<<<<

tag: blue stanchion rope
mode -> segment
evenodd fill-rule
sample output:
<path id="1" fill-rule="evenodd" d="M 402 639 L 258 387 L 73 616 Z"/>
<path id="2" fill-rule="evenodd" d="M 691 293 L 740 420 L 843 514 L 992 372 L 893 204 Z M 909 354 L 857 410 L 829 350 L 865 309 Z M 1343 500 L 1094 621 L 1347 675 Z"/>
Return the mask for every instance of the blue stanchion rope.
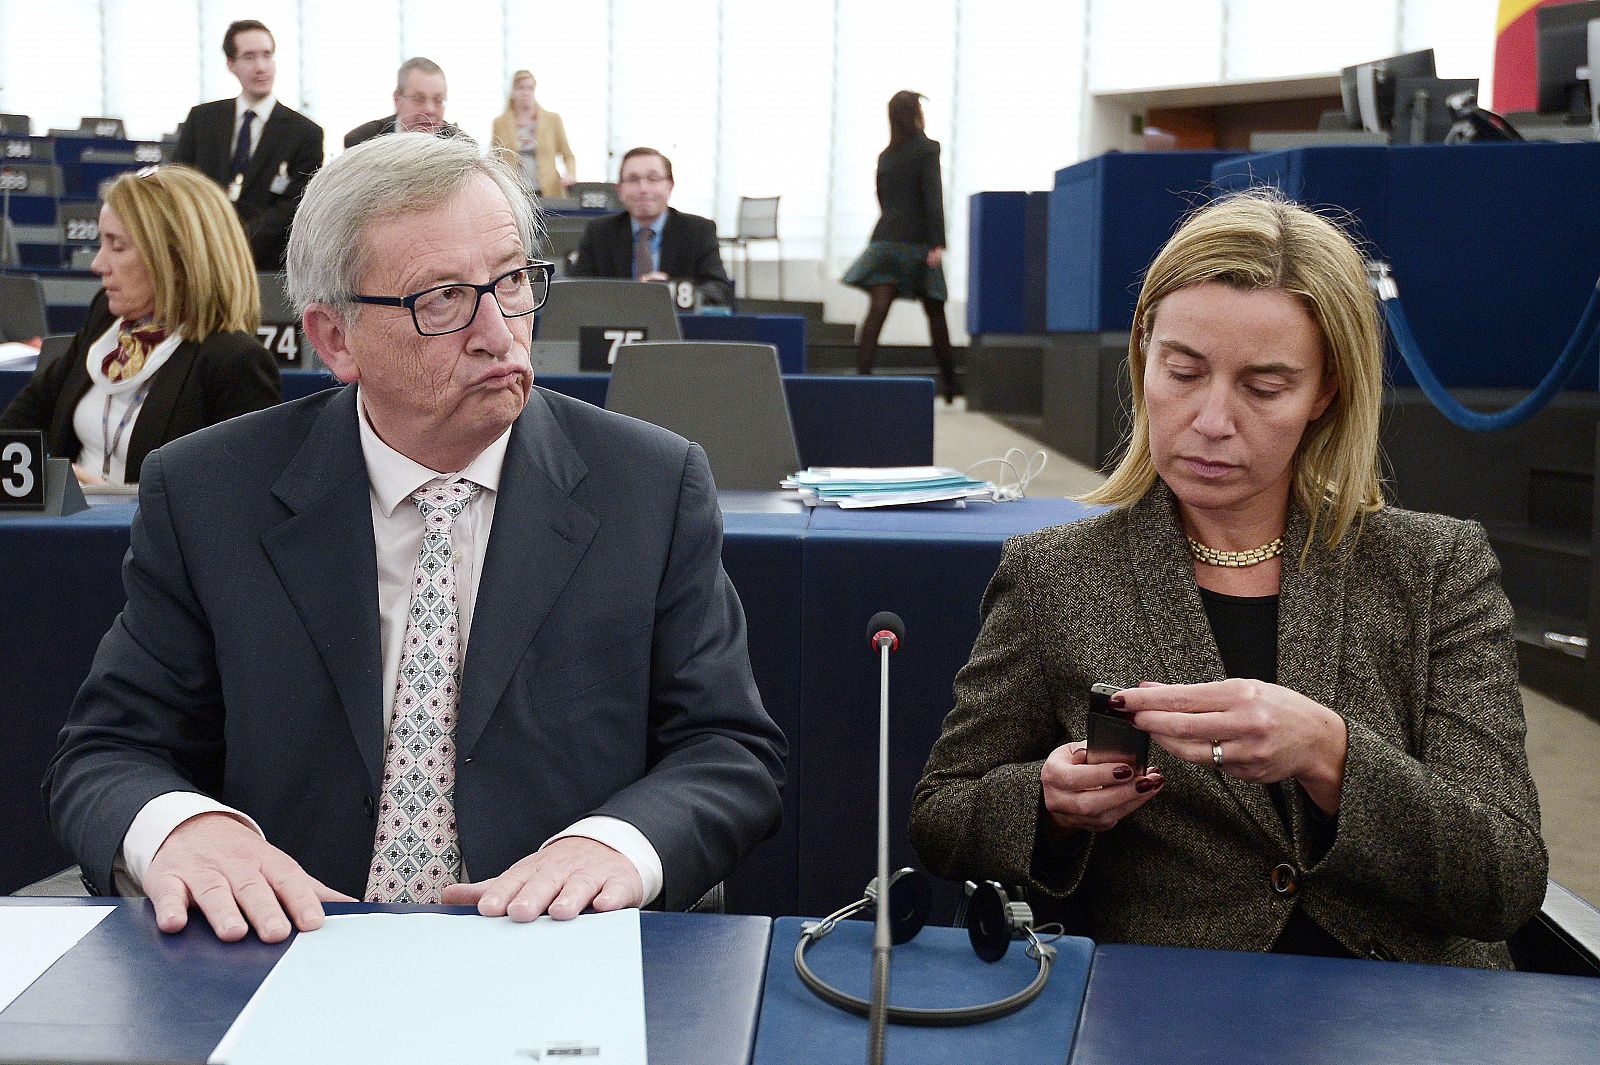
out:
<path id="1" fill-rule="evenodd" d="M 1405 308 L 1400 305 L 1399 287 L 1389 273 L 1389 264 L 1378 261 L 1367 263 L 1367 280 L 1372 285 L 1372 290 L 1377 293 L 1378 303 L 1383 308 L 1383 317 L 1389 323 L 1389 332 L 1394 337 L 1395 347 L 1400 349 L 1400 357 L 1406 361 L 1411 375 L 1417 379 L 1423 395 L 1427 396 L 1439 409 L 1439 413 L 1451 422 L 1475 433 L 1509 429 L 1538 414 L 1551 399 L 1555 398 L 1557 392 L 1571 382 L 1572 375 L 1577 371 L 1583 357 L 1600 349 L 1600 283 L 1597 283 L 1595 291 L 1589 296 L 1588 305 L 1583 309 L 1583 316 L 1578 320 L 1578 327 L 1573 330 L 1567 346 L 1561 352 L 1561 357 L 1556 359 L 1555 365 L 1550 367 L 1550 372 L 1544 375 L 1544 380 L 1539 382 L 1538 387 L 1513 406 L 1493 414 L 1484 414 L 1462 405 L 1460 400 L 1452 396 L 1434 374 L 1427 360 L 1422 357 L 1416 334 L 1411 331 L 1411 323 L 1406 320 Z"/>

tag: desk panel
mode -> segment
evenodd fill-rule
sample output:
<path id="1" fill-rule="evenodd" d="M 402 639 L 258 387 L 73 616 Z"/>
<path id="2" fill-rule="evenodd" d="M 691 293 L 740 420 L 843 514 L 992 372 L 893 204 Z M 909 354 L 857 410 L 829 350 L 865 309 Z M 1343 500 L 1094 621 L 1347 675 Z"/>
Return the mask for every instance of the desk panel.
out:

>>>>

TRY IT:
Reprint all the data above verbatim, excluding pictures.

ANSWER SECTION:
tag: blue stanchion rope
mode -> segment
evenodd fill-rule
sample output:
<path id="1" fill-rule="evenodd" d="M 402 639 L 258 387 L 73 616 Z"/>
<path id="2" fill-rule="evenodd" d="M 691 293 L 740 420 L 843 514 L 992 372 L 893 204 Z M 909 354 L 857 410 L 829 350 L 865 309 Z M 1343 500 L 1094 621 L 1347 675 Z"/>
Return the mask for every instance of the blue stanchion rope.
out:
<path id="1" fill-rule="evenodd" d="M 1405 308 L 1400 305 L 1399 287 L 1389 273 L 1389 264 L 1378 261 L 1367 263 L 1367 280 L 1372 285 L 1372 290 L 1377 293 L 1378 303 L 1383 308 L 1383 317 L 1389 323 L 1389 332 L 1394 337 L 1395 347 L 1400 349 L 1400 357 L 1406 361 L 1411 375 L 1417 379 L 1423 395 L 1427 396 L 1439 409 L 1439 413 L 1451 422 L 1475 433 L 1509 429 L 1538 414 L 1551 399 L 1555 398 L 1557 392 L 1571 382 L 1572 375 L 1577 371 L 1583 357 L 1600 349 L 1600 283 L 1597 283 L 1595 291 L 1589 296 L 1588 305 L 1583 309 L 1583 316 L 1578 320 L 1578 327 L 1573 330 L 1567 346 L 1561 352 L 1561 357 L 1556 359 L 1555 365 L 1550 367 L 1550 372 L 1544 375 L 1544 380 L 1539 382 L 1538 387 L 1513 406 L 1493 414 L 1484 414 L 1462 405 L 1460 400 L 1452 396 L 1434 374 L 1427 360 L 1422 357 L 1416 334 L 1411 331 L 1411 323 L 1406 320 Z"/>

tag: desk panel
mode -> segment
evenodd fill-rule
sample output:
<path id="1" fill-rule="evenodd" d="M 402 639 L 258 387 L 73 616 Z"/>
<path id="2" fill-rule="evenodd" d="M 691 293 L 740 420 L 843 514 L 992 372 L 893 204 Z M 909 354 L 857 410 L 829 350 L 865 309 Z M 1343 500 L 1094 621 L 1347 675 Z"/>
Return the mask for every instance of the desk panel.
out:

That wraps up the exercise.